● Problem requirements
Starting at the line that contains "of the electrical", copy each line through the end of the listing below. Include both ends and output nothing more.

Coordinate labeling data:

::::

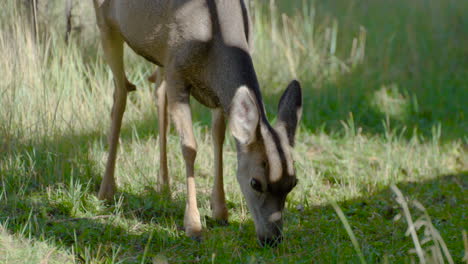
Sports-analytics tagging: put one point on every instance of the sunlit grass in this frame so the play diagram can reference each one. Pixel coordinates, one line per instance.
(375, 115)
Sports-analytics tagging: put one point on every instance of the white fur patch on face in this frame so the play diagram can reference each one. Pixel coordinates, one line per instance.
(244, 116)
(283, 135)
(274, 160)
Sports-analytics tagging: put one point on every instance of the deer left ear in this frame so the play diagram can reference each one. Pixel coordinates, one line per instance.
(290, 109)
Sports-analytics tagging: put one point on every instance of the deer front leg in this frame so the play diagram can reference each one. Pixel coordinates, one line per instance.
(218, 200)
(112, 44)
(163, 184)
(179, 108)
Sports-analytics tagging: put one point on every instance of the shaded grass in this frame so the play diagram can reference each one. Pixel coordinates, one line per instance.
(391, 111)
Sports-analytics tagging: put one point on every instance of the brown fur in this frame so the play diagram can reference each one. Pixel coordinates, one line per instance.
(204, 47)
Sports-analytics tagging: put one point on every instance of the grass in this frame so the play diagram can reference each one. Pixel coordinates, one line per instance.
(384, 85)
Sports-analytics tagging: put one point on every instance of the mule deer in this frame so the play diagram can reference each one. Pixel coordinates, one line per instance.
(203, 46)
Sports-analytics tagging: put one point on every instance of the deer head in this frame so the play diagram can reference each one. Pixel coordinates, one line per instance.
(266, 172)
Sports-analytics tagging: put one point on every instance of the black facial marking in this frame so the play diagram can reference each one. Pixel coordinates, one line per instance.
(256, 185)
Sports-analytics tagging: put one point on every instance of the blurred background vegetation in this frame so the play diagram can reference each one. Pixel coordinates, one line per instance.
(385, 95)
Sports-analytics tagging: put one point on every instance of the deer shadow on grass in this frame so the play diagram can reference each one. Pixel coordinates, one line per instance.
(147, 220)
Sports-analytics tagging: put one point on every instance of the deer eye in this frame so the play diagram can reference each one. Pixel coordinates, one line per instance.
(256, 185)
(295, 182)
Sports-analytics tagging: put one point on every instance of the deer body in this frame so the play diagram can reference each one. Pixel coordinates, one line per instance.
(203, 46)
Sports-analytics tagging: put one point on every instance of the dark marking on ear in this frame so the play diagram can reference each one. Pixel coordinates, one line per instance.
(289, 108)
(245, 18)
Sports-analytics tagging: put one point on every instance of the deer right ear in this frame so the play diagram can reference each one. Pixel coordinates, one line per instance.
(243, 116)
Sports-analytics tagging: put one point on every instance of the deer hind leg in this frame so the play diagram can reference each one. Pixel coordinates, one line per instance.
(179, 107)
(163, 184)
(218, 200)
(112, 44)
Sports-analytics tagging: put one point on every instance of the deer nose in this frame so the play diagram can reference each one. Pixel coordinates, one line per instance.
(270, 241)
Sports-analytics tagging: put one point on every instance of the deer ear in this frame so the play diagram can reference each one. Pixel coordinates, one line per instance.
(290, 109)
(243, 116)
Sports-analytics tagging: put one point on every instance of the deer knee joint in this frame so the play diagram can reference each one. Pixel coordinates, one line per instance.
(189, 153)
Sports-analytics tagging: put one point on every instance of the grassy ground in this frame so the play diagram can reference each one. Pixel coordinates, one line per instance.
(385, 86)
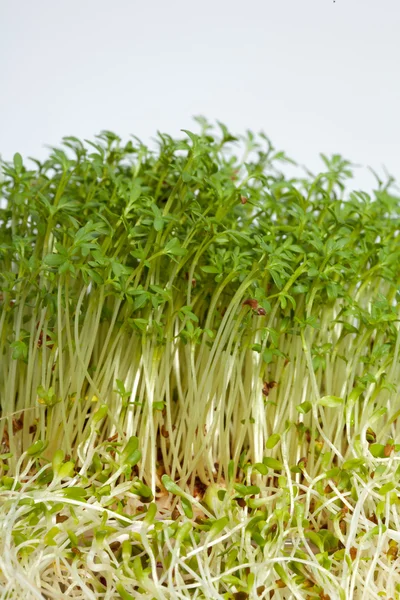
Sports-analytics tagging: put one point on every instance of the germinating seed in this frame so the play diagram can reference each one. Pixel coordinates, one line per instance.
(199, 377)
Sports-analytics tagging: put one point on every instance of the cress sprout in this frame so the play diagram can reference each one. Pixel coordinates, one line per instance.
(199, 378)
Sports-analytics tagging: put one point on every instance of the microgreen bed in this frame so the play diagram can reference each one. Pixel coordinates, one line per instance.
(199, 379)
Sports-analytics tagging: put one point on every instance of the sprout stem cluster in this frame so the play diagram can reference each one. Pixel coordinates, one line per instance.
(199, 377)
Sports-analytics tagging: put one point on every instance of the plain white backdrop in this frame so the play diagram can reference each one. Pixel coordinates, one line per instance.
(314, 75)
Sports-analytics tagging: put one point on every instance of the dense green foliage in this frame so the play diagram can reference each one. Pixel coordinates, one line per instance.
(184, 315)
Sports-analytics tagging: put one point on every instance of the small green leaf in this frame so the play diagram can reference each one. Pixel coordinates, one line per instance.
(133, 458)
(37, 448)
(75, 493)
(272, 463)
(385, 489)
(18, 163)
(304, 407)
(100, 414)
(218, 526)
(246, 490)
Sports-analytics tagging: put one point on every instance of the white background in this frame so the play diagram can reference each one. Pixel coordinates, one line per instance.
(315, 75)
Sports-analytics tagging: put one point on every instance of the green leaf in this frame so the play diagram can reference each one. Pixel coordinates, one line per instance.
(272, 463)
(173, 248)
(377, 450)
(246, 490)
(54, 260)
(210, 269)
(75, 493)
(218, 526)
(17, 159)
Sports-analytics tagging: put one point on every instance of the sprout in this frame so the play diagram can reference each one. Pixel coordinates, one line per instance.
(199, 374)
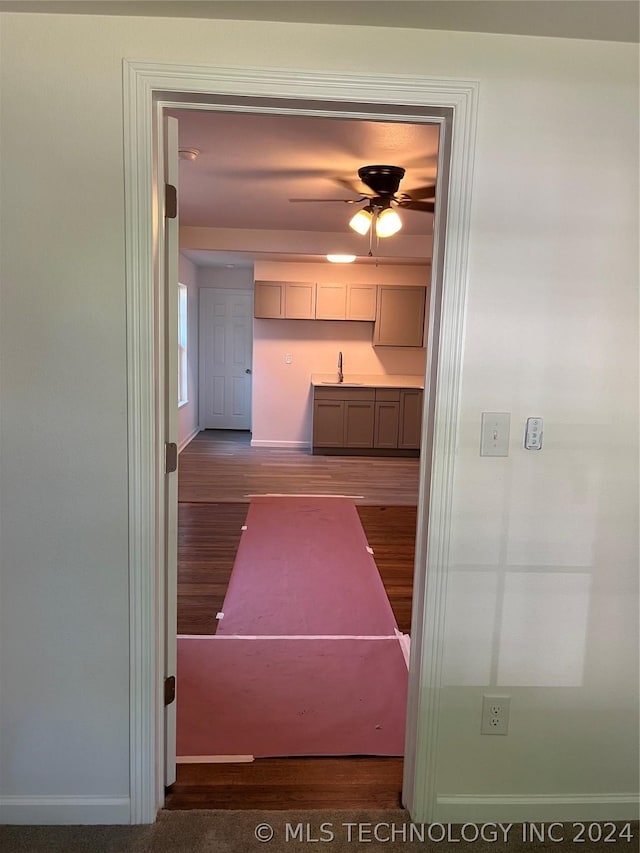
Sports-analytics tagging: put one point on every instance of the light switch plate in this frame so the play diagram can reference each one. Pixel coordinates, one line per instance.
(494, 439)
(533, 434)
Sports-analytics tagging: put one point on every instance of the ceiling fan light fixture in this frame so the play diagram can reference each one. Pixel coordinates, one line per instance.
(361, 221)
(388, 223)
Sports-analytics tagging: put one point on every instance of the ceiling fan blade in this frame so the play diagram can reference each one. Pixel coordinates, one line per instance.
(424, 206)
(344, 200)
(420, 193)
(350, 186)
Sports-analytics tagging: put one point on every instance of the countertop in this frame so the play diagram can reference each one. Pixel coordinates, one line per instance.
(368, 380)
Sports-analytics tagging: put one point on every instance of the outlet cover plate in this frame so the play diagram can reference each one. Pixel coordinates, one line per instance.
(495, 714)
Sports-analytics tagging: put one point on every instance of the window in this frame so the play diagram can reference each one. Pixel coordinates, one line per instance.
(183, 389)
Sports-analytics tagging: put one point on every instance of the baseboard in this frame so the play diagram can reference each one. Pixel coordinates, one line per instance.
(296, 445)
(189, 438)
(537, 807)
(66, 810)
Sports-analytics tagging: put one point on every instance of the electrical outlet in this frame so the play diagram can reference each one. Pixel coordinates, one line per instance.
(495, 715)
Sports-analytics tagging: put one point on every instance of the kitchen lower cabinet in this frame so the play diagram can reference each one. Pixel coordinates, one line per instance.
(359, 416)
(366, 421)
(410, 424)
(328, 423)
(387, 419)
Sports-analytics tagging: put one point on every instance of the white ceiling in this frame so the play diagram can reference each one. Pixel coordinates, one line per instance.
(609, 20)
(250, 166)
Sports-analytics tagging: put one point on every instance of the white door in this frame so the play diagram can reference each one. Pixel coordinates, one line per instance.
(226, 346)
(170, 406)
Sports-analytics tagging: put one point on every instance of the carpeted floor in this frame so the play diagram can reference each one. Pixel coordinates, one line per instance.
(298, 831)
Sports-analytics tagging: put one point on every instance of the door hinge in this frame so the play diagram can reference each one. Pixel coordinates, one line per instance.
(169, 689)
(170, 201)
(170, 457)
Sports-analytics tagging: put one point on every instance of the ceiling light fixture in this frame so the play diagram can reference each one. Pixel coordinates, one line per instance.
(189, 153)
(387, 221)
(361, 221)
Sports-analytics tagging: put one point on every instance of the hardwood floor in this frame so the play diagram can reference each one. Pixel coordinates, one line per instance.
(217, 472)
(218, 468)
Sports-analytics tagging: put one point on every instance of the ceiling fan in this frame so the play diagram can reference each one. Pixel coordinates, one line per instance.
(384, 182)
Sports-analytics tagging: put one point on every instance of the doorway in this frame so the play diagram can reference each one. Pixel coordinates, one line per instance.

::::

● Completed task
Sports-analytics tagging: put one point on every instance of the electrical outlet in this frame so the play diagram can reference each one. Pixel coordinates, one line per instance.
(495, 715)
Sports-analytics tagging: put one point on every instance of the kitchen lower cabinet in this frame so the play diagram can reference each one. Pixel coordinates, one line per instance.
(359, 416)
(366, 421)
(410, 424)
(328, 423)
(387, 419)
Sports-analytics tagging: put one point on every instance of the white ceiling in this frame so the play diagram can reference each one. Pixel coordinates, one line per instance.
(609, 20)
(250, 166)
Sports-analytics tagging: put one point on every instance of the white door in this frame so the play diagram can reference each one. Pixel coordinates, one line per instance.
(226, 346)
(170, 406)
Sports-analytics tagging: put one point on every instance of the carpeted floor in this frame so the play diagram can reference each one. Pixel coordinates, one line per instance.
(298, 831)
Sports-analytics tagging: put one point on every instance of the door hinge in this frame so the play diagram can reference each one. Pixel coordinates, one line per instance.
(169, 689)
(170, 201)
(170, 457)
Sports-analytics tagging: put one point on every instance of the ceiling light fixture in this frame so the play diagram can reference each one. Pixel coordinates, one line per instance.
(189, 153)
(387, 221)
(361, 221)
Sports-analytics tagging: put one point on every instance of the hardwood floor in this frame so the play diagram can reference each one. Pixel coordinates, one line per instance.
(217, 472)
(218, 468)
Sports-analytics tagging: put one point on every instance of the ceiling fan in this frame so the play diagram can reference each one. Pixel coordinates, one line per instance.
(384, 182)
Sports-analytics tagging: put one point on every instance of the doorway in this frame so the play diagram can reference each one. Pixel coordinates, one line per instance.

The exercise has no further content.